*課題内容*: 下の提示文(ペリンドプリルと組織親和性の高いACE阻害薬についての文章)の続きを、最後の文の後から書いてください。

*提示文*:
_ _ _

コバシル(ペリンドプリル)は組織親和性の高いACE阻害薬

20/08/2010

コバシル(ペリンドプリル)は組織親和性の高いACE阻害薬


組織親和性の高いACEにはコバシル(ペリンドプリル)、ゼストリル・ロンゲス(リシノプリル)、オドリック・プレラン(トランドプリル)がある。組織親和性の高いペリンドプリルは脳内移行性も高い。ペリンドプリルはアルツハイマー病患者における認知機能低下抑制効果を示すとする論文がある。効果発現の機序は不明であるが、以下のように推測されている。

脳組織親和性ACE阻害薬が脳内に過剰発現しているACE活性を抑制し、神経細胞シナプス間隙のアセチルコリン遊離を促進することで認知機能を改善する。

_ _ _

インスタンスごとの点による位置特定データ:
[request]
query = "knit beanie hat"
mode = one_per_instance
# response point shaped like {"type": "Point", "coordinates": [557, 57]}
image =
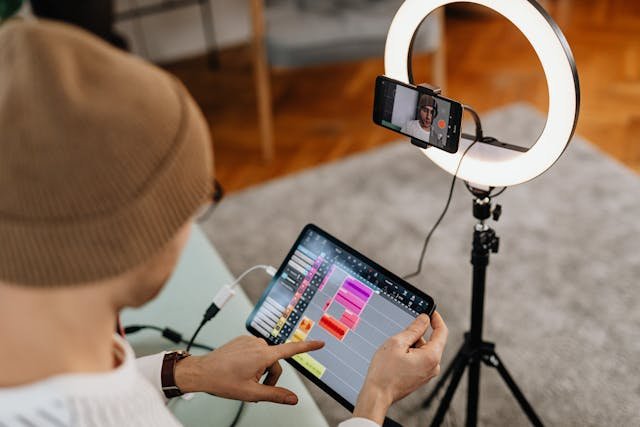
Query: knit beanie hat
{"type": "Point", "coordinates": [103, 157]}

_ _ _

*結果*:
アルツハイマー病病態の本質であるアミロイドベータ蛋白の脳内蓄積を抑制する

脳内ACE活性の亢進は、ACEの基質の一つであるサブスタンスPの分解を促進する。サブスタンスPは、アミロイドβ蛋白の分解酵素であるニュートラルエンドペプチダーゼ(NEP)でも代謝される。ACE阻害薬で脳内のACE活性を低下させてサブスタンスPが増えれば、NEPの活性が亢進し、アミロイドβ蛋白の脳内での蓄積が抑制される可能性がある。脳内移行性(中枢作用性)ACEIは認知症のリスクを減らし、非脳内移行性(非中枢作用性)ACEIはリスクを上昇させることが報告されている。認知症の患者さんにACEIを使用するなら、コバシルがひとつの選択肢になるだろう。

また、ACE阻害薬にはARBにはない血管新生作用がある。心筋虚血や脳虚血の既往のある患者さんにはARBではなくあえてACEIを処方することも考えて良いだろう。